● PROMPT
Copy every line of the data below word for word, and leave the pictures out.

++++ PROVIDED INFORMATION ++++

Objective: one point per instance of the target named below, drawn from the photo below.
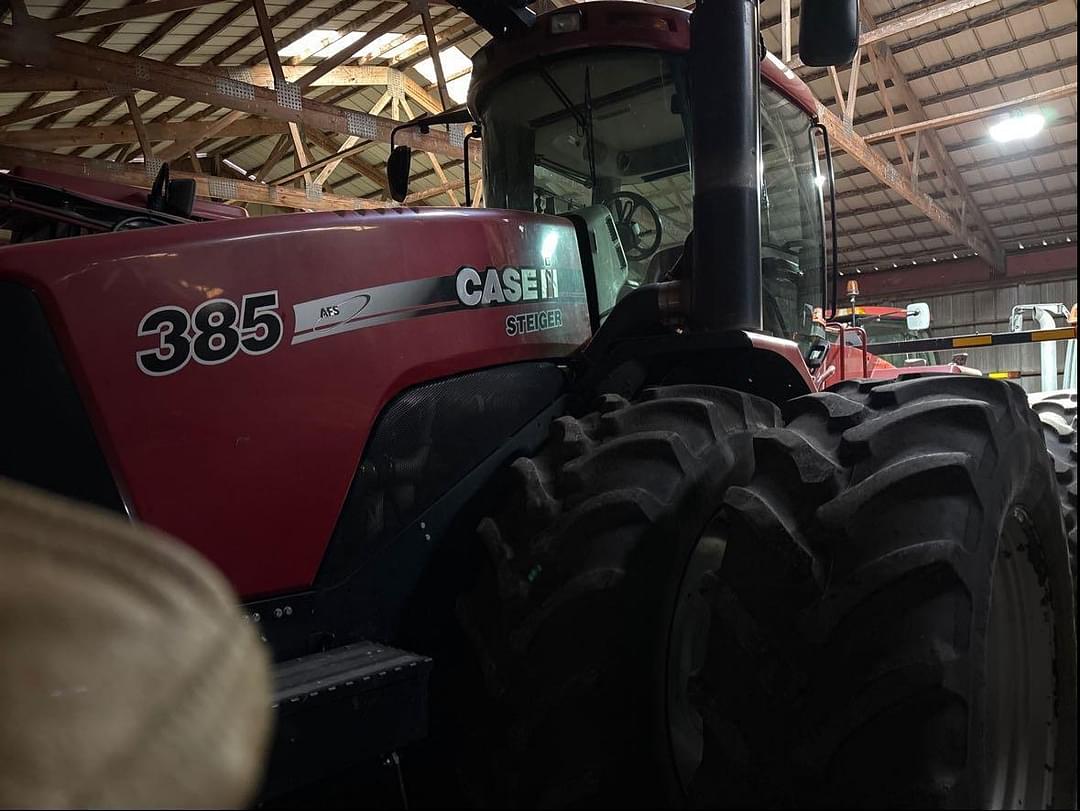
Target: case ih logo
(508, 285)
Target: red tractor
(858, 328)
(570, 450)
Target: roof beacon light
(1017, 126)
(566, 22)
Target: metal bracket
(457, 135)
(361, 124)
(233, 89)
(395, 82)
(240, 75)
(289, 96)
(220, 187)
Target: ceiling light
(1017, 126)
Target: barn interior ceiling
(288, 105)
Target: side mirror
(828, 32)
(397, 172)
(918, 316)
(180, 199)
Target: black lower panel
(433, 448)
(45, 437)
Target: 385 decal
(212, 334)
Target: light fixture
(1017, 126)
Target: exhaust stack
(726, 281)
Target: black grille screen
(45, 438)
(426, 441)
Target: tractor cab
(586, 115)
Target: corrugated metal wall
(987, 311)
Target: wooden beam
(144, 138)
(339, 30)
(874, 34)
(436, 61)
(210, 129)
(59, 54)
(205, 186)
(840, 104)
(883, 97)
(332, 62)
(46, 109)
(849, 106)
(94, 136)
(115, 16)
(268, 43)
(434, 191)
(850, 142)
(917, 18)
(991, 251)
(967, 116)
(785, 30)
(353, 140)
(273, 159)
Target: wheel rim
(1020, 697)
(687, 650)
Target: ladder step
(342, 706)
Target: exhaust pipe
(726, 276)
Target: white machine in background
(1044, 316)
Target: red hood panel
(247, 448)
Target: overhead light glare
(1017, 126)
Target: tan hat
(127, 674)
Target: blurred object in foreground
(130, 677)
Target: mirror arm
(474, 133)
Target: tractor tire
(867, 607)
(586, 554)
(1057, 413)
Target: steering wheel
(637, 222)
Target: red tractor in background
(580, 463)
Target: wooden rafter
(436, 59)
(93, 136)
(59, 54)
(208, 187)
(980, 112)
(275, 154)
(144, 138)
(990, 249)
(874, 32)
(332, 62)
(115, 16)
(848, 140)
(54, 107)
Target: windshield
(883, 329)
(611, 129)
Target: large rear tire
(689, 605)
(931, 657)
(1057, 413)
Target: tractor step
(341, 706)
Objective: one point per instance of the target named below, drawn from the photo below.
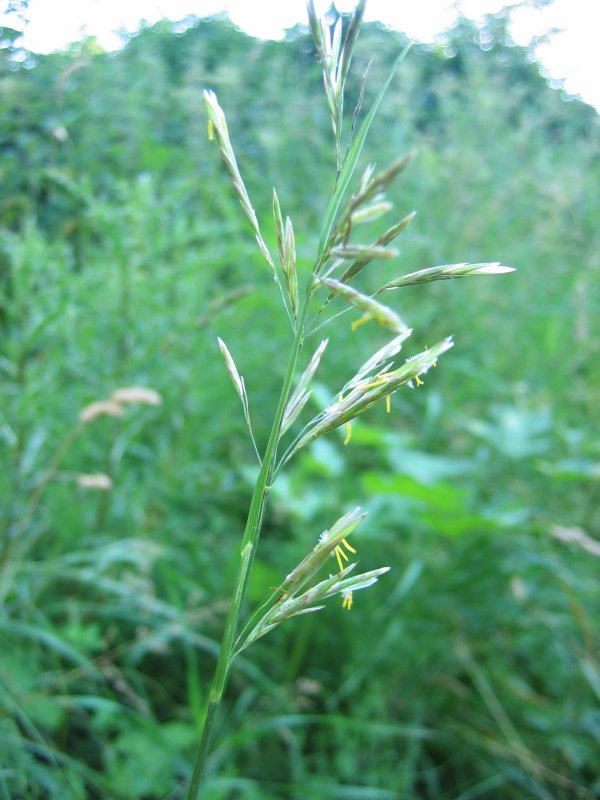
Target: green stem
(248, 550)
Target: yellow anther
(348, 427)
(358, 322)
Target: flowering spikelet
(100, 408)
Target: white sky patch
(572, 54)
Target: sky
(572, 54)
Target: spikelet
(99, 481)
(133, 395)
(446, 272)
(301, 393)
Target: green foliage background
(472, 670)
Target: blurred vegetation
(473, 671)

++++

● EXERCISE RESPONSE
Objective: one point per instance of the target named below, drawn from the photo below.
Target: case ih logo
(508, 285)
Target: red tractor
(858, 328)
(570, 450)
Target: roof beacon light
(1017, 126)
(566, 22)
Target: metal bracket
(457, 135)
(361, 124)
(233, 89)
(395, 82)
(240, 75)
(289, 96)
(220, 187)
Target: ceiling light
(1017, 126)
Target: barn interior ceiling
(288, 105)
Target: side mirror
(828, 32)
(397, 172)
(918, 316)
(180, 199)
Target: black lower panel
(433, 448)
(45, 437)
Target: 385 decal
(212, 334)
Target: light fixture
(1017, 126)
Target: exhaust stack
(726, 281)
Target: black grille screen
(45, 438)
(426, 441)
Target: tractor cab
(586, 115)
Target: corrugated metal wall
(987, 311)
Target: wooden beam
(144, 138)
(339, 30)
(874, 34)
(436, 61)
(210, 129)
(59, 54)
(205, 186)
(840, 104)
(883, 97)
(332, 62)
(46, 109)
(849, 106)
(94, 136)
(115, 16)
(268, 43)
(434, 191)
(850, 142)
(917, 18)
(991, 251)
(967, 116)
(785, 30)
(353, 140)
(273, 159)
Target: wheel rim
(1020, 697)
(687, 650)
Target: ladder step
(342, 706)
Target: exhaust pipe
(726, 276)
Target: white machine in background
(1044, 316)
Target: red hood panel
(247, 448)
Target: overhead light glare
(1017, 126)
Target: tan hat
(127, 674)
Target: blurred object in foreground
(130, 677)
Target: mirror arm
(474, 133)
Target: tractor tire
(867, 607)
(586, 554)
(1057, 413)
Target: steering wheel
(637, 222)
Target: red tractor in background
(580, 463)
Target: wooden rafter
(436, 59)
(93, 136)
(59, 54)
(208, 187)
(980, 112)
(275, 154)
(144, 138)
(990, 249)
(874, 32)
(332, 62)
(115, 16)
(848, 140)
(54, 107)
Target: windshield
(883, 329)
(611, 129)
Target: large rear tire
(689, 605)
(931, 657)
(1057, 413)
Target: tractor step
(341, 706)
Objective: one point per instance of the target named below, drawn from the photo below.
Target: green stem
(248, 550)
Target: yellow anther
(348, 427)
(358, 322)
Target: flowering spikelet
(100, 408)
Target: white sky patch
(572, 54)
Target: sky
(572, 54)
Target: spikelet
(99, 481)
(133, 395)
(446, 272)
(301, 393)
Target: green foliage background
(472, 670)
Target: blurred vegetation
(473, 671)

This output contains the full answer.